*STATED PROBLEM 1*: In the passage on analyzing locks in the Linux kernel, what share of the set is held out for evaluation?

*PASSAGE PROVIDED*:
The search in the kernel codebase (version 5.6.19) gives 3,352 candidate files that have a lock acquired in at least one function (restricted to the files that are processed by EBA within a 60-min time limit and within 24 h total time limit for seven subsystems). We used 1,000 random files, of the search results, from seven subsystems: Drivers, Net, Fs, Sound, Kernel, Lib, and Arch. The labeled CFGs for these files are generated using EBA (Section 4), separately per each lock in the file. The average size of the files included in the experiments is 1.5 KB. We hold out 20% of the set for evaluation. We run the experiments in 100 iterations for each subsystem and report the average AUC-ROC. The average time for each iteration is 2.59 s.

Execution and results.

The calculation of TF-IDF for all files is performed on a cluster of Linux machines with eighty 2.20 GHz CPU nodes. We parallelized this calculation per file. Depending on the size of the input a single file is processed in few minutes, but it can take up to hours (due to the sheer number of features involved). There are plenty of opportunities to optimize this part that we have not explored. The actual regression and evaluation are relatively fast (they take ca. 9 minutes). We do not report the precise times, as we used a time shared machine with other users for this experiment.

Figure 8 shows the obtained AUC-ROC curve for the seven kernel subsystems and Table 8 details the values obtained. The performance of the best tuned classifiers varies between $0.71\text{-}0.80$ (the fraction of correctly ordered positive and negative cases). This is consistent with the overall performance of Crayons discussed in Section 5.1, so it is likely responsibly for the quality of the obtained ranking.

Fig. 8.

Table 8.

		mode = sum (additive)				mode = max (winner-takes-all)
Subsystem	#LOC	a = 1	a = 10	a = 100	a = 1000	a = 1	a = 10	a = 100	a = 1000
drivers	245928	0.75	0.75	0.76	0.76	0.76	0.77	0.77	0.77
fs	14555	0.72	0.72	0.72	0.72	0.74	0.74	0.74	0.74
sound	27948	0.75	0.76	0.76	0.76	0.75	0.78	0.78	0.78
kernel	6112	0.71	0.71	0.71	0.71	0.72	0.72	0.72	0.72
net	10816	0.76	0.76	0.76	0.76	0.77	0.78	0.78	0.78
lib	1024	0.75	0.74	0.75	0.74	0.75	0.74	0.75	0.74
arch	6195	0.73	0.73	0.77	0.78	0.73	0.73	0.80	0.80

Table 8. The Average AUC-ROC Calculated Over 100 Iterations for Seven Subsystems, under Different Choices of the TF-IDF Parameter $a$ , and Two Modes of Criticality Superposition (Additive Versus Winner-takes-all)

#LOC is the total number of lines in the bodies of functions in each subsystem after preprocessing; header files are not counted except if containing functions.

*MATERIAL TO PROCESS*:
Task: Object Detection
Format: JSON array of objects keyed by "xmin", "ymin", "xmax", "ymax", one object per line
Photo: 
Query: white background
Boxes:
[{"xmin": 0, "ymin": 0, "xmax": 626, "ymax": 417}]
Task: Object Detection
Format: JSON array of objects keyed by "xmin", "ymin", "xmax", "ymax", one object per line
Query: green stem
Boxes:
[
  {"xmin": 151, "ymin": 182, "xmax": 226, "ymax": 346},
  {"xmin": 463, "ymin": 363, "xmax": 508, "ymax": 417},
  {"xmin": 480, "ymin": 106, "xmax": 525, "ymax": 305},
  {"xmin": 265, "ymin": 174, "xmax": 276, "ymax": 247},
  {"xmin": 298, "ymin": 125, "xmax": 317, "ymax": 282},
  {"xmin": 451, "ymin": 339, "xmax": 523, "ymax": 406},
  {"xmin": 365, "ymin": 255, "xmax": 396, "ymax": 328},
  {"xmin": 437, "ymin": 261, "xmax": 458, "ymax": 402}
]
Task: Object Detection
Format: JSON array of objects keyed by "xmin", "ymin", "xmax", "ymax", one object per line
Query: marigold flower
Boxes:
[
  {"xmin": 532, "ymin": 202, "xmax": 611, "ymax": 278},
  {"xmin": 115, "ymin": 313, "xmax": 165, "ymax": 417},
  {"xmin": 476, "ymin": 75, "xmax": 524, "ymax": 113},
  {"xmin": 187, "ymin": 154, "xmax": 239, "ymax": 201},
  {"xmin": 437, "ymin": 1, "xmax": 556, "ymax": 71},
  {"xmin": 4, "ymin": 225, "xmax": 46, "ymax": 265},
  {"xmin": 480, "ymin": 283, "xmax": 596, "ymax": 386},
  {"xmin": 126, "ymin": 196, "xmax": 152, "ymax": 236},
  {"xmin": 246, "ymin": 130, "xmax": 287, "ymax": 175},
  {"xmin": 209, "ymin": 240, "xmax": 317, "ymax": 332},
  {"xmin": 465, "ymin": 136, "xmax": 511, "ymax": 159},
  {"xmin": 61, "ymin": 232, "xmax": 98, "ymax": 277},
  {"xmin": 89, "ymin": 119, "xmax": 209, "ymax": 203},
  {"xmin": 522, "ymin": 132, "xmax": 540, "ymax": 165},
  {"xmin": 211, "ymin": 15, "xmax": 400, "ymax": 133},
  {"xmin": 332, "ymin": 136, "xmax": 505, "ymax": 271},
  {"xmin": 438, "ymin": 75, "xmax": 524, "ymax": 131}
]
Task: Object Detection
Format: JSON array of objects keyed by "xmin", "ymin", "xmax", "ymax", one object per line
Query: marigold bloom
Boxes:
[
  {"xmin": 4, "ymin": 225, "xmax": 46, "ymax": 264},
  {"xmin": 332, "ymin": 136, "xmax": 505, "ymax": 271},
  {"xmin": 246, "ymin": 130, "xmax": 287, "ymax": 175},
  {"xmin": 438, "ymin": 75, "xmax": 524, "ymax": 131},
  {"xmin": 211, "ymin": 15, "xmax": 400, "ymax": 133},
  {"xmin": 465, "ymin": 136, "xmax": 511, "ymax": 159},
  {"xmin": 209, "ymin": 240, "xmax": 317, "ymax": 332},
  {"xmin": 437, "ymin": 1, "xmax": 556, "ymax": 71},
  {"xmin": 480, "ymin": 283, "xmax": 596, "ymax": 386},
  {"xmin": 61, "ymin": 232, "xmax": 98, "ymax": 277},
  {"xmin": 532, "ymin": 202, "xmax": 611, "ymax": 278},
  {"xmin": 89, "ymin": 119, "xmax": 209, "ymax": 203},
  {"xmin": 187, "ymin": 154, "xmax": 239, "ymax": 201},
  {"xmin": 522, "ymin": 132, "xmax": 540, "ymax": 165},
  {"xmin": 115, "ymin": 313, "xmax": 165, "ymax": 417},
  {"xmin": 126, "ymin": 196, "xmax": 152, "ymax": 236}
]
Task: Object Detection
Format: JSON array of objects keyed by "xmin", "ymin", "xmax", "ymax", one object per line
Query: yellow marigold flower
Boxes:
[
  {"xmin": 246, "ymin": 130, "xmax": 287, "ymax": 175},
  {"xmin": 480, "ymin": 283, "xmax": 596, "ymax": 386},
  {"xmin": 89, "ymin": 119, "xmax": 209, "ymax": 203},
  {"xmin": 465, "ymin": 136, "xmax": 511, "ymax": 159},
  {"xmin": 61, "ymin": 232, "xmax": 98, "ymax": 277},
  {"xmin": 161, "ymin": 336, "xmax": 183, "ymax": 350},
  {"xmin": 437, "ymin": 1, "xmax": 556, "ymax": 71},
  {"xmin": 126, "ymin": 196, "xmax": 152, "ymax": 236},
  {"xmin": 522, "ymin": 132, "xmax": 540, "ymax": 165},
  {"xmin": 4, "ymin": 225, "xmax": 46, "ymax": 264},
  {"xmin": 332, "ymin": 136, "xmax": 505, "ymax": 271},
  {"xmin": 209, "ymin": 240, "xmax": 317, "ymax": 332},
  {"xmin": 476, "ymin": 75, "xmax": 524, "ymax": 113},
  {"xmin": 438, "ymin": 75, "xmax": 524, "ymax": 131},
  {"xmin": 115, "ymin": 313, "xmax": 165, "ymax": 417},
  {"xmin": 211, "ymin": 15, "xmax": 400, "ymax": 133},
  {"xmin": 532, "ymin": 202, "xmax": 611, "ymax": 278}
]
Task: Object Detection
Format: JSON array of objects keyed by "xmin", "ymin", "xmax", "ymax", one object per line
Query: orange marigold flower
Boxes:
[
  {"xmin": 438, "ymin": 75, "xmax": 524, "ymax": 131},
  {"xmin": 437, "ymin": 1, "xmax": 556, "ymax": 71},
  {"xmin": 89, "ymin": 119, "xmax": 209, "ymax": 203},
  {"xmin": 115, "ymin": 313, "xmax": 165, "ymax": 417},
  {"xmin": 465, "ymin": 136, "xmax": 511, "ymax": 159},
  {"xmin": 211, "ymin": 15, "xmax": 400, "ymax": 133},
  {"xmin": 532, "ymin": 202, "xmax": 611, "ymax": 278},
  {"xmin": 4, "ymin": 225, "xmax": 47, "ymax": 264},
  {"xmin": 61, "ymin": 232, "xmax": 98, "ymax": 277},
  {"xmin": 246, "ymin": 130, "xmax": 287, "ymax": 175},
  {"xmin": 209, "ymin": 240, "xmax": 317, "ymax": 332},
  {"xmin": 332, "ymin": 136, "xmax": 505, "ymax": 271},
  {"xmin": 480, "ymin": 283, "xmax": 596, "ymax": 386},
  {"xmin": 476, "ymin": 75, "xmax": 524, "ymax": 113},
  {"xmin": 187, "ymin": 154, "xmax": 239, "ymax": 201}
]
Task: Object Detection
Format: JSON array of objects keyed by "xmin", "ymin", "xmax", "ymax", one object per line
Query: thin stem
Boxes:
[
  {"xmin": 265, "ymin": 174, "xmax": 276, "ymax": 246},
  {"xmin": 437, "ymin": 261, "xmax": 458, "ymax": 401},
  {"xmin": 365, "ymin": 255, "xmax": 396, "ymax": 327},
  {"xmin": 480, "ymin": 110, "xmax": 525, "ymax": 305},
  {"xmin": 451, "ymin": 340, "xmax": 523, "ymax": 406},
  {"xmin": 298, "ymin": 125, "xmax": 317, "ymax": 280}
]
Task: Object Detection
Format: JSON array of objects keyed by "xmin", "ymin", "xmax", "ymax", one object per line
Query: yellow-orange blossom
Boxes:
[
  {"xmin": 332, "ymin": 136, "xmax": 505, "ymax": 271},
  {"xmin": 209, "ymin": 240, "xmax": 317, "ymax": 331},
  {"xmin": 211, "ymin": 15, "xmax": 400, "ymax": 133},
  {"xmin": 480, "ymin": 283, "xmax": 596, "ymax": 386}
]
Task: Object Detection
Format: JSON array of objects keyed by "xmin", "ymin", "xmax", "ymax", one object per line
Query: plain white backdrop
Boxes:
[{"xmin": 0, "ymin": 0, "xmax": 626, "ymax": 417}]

*STATED PROBLEM 2*: Count the lines of the listing that contain the string "orange", treating case as significant, and give only the number.

*FULL OUTPUT 1*: 20%

*FULL OUTPUT 2*: 2